(Data extracted from a collection)
☆ ☆ ☆ ☆
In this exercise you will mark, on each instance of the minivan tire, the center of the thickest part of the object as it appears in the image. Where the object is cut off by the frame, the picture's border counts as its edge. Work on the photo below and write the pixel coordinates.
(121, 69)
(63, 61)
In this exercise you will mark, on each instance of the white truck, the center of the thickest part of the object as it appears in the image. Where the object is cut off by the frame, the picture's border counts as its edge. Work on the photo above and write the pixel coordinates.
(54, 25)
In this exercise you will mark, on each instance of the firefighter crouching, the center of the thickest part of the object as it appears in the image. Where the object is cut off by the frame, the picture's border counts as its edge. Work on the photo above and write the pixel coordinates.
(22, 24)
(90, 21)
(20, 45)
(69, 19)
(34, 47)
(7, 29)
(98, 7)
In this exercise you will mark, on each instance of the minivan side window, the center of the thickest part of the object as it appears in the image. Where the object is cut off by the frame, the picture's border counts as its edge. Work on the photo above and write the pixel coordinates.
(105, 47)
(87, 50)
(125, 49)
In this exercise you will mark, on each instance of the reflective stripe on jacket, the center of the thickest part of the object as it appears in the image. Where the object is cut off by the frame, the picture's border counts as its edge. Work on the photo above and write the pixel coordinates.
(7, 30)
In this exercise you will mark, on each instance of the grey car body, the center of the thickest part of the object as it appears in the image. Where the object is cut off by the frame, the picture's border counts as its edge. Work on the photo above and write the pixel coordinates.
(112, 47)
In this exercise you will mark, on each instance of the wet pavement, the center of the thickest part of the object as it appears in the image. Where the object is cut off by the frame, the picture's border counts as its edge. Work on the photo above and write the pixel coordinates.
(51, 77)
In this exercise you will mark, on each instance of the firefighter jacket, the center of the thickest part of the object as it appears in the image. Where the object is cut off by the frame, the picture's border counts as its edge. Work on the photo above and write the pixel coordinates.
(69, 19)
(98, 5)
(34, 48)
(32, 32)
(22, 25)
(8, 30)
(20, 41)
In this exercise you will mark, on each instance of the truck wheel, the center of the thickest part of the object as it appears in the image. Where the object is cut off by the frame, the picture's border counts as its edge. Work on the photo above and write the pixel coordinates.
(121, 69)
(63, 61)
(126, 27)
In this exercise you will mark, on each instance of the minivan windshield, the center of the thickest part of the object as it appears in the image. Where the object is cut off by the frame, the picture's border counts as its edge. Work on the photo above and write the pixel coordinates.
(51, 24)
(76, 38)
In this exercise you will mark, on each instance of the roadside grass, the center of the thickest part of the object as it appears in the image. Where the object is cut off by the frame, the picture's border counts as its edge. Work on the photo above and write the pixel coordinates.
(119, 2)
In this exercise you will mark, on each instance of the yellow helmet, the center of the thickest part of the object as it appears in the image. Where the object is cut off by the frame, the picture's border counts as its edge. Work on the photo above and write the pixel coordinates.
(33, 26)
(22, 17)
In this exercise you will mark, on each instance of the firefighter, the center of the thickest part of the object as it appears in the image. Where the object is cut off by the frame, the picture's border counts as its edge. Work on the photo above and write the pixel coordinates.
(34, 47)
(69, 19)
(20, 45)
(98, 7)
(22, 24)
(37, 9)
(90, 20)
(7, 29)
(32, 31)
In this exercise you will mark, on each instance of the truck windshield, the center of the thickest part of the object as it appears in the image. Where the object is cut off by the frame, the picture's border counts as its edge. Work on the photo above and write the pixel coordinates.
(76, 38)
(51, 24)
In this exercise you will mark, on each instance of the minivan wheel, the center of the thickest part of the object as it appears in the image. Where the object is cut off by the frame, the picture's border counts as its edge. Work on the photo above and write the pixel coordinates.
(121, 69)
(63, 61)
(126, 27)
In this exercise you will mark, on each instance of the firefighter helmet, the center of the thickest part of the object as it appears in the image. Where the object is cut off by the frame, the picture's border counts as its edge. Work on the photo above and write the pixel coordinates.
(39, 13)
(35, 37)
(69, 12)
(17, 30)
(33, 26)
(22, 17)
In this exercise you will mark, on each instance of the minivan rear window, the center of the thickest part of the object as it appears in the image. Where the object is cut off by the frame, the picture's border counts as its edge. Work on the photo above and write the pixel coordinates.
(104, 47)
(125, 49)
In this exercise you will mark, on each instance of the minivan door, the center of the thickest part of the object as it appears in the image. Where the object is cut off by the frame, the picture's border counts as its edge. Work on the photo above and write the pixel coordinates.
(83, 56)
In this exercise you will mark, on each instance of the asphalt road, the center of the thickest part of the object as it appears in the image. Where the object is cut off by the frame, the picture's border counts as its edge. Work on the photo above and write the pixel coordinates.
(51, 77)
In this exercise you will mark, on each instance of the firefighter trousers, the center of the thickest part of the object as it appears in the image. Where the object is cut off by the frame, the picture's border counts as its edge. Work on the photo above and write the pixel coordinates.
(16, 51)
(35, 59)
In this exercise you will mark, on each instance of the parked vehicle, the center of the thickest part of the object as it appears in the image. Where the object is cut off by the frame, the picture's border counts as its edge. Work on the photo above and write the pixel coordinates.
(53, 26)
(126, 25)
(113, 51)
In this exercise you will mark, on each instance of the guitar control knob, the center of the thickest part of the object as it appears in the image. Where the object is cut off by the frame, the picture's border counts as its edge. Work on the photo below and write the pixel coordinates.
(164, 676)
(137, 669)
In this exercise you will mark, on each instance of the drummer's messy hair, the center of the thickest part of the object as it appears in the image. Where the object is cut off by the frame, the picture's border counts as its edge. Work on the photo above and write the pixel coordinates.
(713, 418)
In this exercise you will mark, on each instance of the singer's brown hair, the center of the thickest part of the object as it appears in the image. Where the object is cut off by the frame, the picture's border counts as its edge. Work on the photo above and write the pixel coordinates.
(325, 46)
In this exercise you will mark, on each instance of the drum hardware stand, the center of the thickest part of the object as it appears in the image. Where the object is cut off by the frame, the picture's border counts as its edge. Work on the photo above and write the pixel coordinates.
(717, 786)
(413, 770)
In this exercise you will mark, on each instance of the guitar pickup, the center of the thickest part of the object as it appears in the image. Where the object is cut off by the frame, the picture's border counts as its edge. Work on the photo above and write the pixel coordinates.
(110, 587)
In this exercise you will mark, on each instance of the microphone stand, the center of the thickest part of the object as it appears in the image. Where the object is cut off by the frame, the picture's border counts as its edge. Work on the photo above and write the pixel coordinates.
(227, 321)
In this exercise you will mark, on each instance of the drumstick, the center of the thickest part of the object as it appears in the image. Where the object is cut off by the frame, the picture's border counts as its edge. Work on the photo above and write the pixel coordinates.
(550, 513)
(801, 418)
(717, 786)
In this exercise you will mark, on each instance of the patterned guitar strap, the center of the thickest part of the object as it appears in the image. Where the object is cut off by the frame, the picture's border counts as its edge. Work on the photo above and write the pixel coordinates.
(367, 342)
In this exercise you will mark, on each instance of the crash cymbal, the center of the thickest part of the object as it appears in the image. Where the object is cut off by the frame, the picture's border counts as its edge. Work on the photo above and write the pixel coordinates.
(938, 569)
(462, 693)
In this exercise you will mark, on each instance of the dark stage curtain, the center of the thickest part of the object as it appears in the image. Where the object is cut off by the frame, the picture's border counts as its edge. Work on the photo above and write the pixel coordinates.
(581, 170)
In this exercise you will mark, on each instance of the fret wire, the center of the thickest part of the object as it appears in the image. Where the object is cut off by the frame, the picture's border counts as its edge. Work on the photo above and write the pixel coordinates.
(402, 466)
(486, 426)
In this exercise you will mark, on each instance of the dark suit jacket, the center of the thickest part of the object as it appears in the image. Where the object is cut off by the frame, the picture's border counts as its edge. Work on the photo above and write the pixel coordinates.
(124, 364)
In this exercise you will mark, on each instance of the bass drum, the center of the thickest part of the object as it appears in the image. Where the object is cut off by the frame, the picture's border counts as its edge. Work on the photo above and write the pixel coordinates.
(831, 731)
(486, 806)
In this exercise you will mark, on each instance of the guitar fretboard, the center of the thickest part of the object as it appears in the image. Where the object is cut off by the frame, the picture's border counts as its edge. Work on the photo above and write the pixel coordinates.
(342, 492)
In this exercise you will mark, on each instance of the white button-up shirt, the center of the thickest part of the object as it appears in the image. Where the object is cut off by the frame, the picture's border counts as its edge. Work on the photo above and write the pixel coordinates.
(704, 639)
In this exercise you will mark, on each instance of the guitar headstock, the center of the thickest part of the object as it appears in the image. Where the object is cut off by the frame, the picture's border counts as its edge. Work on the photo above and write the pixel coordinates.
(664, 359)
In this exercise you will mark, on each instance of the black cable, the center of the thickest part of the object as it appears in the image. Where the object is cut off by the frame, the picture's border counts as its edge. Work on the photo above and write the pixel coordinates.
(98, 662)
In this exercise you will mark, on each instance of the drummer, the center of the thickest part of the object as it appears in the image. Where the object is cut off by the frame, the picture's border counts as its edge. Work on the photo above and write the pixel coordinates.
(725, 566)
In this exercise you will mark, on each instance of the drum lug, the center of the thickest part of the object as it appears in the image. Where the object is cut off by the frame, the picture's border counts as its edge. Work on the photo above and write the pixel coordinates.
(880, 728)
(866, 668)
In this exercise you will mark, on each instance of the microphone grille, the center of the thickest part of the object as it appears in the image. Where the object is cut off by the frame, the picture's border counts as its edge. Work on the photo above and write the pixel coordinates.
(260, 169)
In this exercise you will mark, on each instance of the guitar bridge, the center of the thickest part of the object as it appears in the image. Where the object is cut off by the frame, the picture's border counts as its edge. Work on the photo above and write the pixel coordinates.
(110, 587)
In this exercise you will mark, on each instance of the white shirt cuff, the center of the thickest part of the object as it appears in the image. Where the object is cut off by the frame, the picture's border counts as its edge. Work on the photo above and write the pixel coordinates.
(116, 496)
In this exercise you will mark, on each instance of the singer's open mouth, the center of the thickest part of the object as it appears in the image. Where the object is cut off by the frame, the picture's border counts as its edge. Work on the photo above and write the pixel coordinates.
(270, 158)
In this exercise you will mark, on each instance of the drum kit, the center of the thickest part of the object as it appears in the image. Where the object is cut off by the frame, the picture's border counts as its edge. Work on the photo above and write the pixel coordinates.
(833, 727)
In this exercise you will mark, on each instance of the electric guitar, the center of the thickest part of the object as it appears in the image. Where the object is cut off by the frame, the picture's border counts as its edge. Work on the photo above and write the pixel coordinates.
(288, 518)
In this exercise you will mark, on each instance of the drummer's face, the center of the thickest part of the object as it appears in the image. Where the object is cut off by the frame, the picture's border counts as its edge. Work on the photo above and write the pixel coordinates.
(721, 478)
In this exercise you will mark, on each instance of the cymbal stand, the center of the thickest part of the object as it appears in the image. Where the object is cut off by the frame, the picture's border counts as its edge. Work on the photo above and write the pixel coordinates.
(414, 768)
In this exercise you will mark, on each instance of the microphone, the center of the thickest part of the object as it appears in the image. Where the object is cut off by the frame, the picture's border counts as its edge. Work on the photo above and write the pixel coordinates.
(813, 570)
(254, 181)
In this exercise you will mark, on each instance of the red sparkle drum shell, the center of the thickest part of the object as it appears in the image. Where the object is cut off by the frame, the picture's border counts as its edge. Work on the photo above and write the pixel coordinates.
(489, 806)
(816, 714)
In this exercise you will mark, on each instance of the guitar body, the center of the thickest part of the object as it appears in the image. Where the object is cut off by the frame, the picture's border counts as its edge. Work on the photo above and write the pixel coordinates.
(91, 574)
☆ ☆ ☆ ☆
● Exercise description: The expected result is an exact transcription of the lines from the one containing "the microphone, the" through the end of the records above; please include both ends.

● Response to this exercise:
In this exercise you will mark, on each instance of the microphone, the center of the thickest part of the object as it appears in the image. Where the object is cut off by the frame, the picture's border counts as its edge. Work on the photo above and write the pixel coordinates.
(813, 570)
(254, 181)
In this exercise you will mark, on each instance of the red sparkle drum shell, the center of the thickest part of the object as it appears in the image. Where the object is cut off by the frame, the picture's border counts as its edge. Work on the photo above and write the pixel coordinates.
(489, 806)
(816, 714)
In this exercise you will mark, on each instance of the guitar body, the center of the thickest part of the object as it appears in the image. Where the object is cut off by the frame, the picture's border counts as its edge. Work on the photo above and write the pixel coordinates.
(91, 574)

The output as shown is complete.